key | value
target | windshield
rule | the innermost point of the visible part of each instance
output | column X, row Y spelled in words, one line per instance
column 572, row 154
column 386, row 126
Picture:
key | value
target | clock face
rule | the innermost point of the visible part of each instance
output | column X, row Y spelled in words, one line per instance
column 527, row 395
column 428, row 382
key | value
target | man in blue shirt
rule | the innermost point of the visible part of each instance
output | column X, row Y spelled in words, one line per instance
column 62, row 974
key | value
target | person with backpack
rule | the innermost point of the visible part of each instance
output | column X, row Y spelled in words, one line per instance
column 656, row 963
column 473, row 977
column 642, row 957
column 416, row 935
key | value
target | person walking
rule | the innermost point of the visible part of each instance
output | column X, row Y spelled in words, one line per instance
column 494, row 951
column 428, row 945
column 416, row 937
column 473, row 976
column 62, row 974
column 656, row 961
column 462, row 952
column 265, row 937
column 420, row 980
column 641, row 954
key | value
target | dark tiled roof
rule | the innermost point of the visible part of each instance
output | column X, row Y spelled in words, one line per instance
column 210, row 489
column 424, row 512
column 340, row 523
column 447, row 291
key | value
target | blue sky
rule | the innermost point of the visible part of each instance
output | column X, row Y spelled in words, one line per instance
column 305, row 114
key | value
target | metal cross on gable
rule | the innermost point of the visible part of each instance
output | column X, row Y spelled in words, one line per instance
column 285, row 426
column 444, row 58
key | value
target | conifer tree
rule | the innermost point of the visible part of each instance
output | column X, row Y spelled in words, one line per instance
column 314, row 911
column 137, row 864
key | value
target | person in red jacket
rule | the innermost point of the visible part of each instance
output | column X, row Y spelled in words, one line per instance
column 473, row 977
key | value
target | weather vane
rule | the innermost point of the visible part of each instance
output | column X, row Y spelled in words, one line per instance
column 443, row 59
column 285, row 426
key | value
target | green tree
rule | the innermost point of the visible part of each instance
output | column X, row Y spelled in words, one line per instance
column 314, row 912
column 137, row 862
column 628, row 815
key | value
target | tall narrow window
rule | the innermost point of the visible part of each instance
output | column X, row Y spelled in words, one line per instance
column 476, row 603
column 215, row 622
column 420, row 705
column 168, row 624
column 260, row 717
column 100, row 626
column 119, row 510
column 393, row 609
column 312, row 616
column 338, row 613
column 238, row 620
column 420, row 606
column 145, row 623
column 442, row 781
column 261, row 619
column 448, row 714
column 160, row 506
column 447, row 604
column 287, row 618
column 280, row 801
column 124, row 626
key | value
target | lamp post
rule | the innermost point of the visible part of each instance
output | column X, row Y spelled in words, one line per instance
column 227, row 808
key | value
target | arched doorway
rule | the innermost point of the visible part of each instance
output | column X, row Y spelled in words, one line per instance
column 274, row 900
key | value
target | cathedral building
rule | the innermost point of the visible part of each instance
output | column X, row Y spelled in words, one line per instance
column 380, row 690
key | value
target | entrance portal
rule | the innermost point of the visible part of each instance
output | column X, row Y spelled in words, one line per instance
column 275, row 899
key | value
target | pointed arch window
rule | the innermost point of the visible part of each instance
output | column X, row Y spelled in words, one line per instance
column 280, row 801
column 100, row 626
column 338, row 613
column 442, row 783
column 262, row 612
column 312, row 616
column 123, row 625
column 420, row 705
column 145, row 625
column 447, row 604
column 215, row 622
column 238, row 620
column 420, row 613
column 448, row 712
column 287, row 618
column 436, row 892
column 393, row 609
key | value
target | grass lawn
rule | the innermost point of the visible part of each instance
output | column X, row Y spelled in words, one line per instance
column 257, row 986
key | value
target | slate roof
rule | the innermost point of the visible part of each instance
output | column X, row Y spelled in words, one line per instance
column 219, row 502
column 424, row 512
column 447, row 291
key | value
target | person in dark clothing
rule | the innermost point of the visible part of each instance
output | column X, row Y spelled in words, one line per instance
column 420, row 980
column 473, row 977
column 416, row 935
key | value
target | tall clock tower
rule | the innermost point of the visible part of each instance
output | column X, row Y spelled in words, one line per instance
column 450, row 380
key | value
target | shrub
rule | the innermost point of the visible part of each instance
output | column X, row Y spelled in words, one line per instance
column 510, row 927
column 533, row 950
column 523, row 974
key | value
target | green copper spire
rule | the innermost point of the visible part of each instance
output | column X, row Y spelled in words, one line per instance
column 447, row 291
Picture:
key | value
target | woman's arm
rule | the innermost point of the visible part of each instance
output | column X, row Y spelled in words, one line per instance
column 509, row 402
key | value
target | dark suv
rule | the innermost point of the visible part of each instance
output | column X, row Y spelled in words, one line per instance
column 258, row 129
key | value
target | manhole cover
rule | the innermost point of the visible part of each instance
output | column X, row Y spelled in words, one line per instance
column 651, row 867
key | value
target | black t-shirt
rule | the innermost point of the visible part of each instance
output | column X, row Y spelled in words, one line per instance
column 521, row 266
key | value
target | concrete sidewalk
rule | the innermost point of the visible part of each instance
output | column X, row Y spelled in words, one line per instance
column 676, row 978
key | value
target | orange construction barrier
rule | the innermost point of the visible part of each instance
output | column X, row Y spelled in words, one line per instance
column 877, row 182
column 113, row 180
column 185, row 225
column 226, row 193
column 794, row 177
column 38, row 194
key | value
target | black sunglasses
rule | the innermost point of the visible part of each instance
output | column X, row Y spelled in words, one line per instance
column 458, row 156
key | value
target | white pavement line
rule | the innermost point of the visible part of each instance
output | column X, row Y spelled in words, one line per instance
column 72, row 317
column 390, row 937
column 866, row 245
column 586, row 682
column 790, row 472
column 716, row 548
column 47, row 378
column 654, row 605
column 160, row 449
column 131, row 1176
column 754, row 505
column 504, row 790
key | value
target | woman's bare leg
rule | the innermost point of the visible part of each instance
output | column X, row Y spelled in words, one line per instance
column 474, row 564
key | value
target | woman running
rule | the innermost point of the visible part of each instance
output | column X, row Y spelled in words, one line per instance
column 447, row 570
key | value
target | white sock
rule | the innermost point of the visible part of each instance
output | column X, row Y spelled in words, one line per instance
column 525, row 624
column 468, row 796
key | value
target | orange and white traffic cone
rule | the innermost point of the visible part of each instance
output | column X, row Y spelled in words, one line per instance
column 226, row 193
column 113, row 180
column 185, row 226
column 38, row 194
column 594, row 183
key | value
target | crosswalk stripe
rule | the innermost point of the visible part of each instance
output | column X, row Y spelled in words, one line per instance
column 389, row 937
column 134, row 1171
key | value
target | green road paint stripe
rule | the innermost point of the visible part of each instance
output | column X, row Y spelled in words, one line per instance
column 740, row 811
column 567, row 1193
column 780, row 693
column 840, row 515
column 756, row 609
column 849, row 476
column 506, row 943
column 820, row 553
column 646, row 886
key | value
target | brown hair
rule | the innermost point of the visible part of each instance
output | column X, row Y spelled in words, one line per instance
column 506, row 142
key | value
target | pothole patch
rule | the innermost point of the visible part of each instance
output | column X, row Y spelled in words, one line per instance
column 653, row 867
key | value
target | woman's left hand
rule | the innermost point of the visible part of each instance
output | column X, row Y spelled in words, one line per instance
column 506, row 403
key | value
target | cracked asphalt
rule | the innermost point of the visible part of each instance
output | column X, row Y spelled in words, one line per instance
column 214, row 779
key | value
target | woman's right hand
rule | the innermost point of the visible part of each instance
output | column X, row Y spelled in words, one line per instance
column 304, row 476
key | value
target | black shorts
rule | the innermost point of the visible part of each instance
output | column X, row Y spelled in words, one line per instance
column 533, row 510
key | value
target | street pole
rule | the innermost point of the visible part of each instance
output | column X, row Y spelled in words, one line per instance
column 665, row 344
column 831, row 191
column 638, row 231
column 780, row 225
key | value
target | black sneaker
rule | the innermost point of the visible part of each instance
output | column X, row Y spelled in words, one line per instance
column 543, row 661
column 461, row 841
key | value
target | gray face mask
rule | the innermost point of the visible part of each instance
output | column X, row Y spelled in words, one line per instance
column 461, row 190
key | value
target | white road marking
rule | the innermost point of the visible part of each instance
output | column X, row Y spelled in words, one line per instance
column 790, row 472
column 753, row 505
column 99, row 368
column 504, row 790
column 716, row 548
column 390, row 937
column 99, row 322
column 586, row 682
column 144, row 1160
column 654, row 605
= = = = = = =
Could you print the items above verbatim, starting from their very first line and stopping after the line that contains "column 641, row 954"?

key | value
target | windshield
rule | the innermost point of the visible part of each instance
output | column X, row Y spelled in words, one line per instance
column 572, row 154
column 386, row 126
Picture:
key | value
target | clock face
rule | the innermost point of the visible part of each instance
output | column X, row Y spelled in words, one line per instance
column 527, row 395
column 428, row 382
key | value
target | man in blue shirt
rule | the innermost point of the visible part of each instance
output | column X, row Y spelled in words, one line per instance
column 62, row 974
key | value
target | person with backpack
rule | the innermost point of the visible part of each instance
output | column X, row Y spelled in words, one line per instance
column 656, row 963
column 473, row 977
column 642, row 957
column 416, row 935
key | value
target | person walking
rule | the innermost point of the visible part of each instance
output | column X, row Y spelled in words, one line per instance
column 494, row 951
column 428, row 945
column 416, row 937
column 473, row 976
column 62, row 974
column 656, row 961
column 462, row 952
column 265, row 937
column 420, row 980
column 641, row 954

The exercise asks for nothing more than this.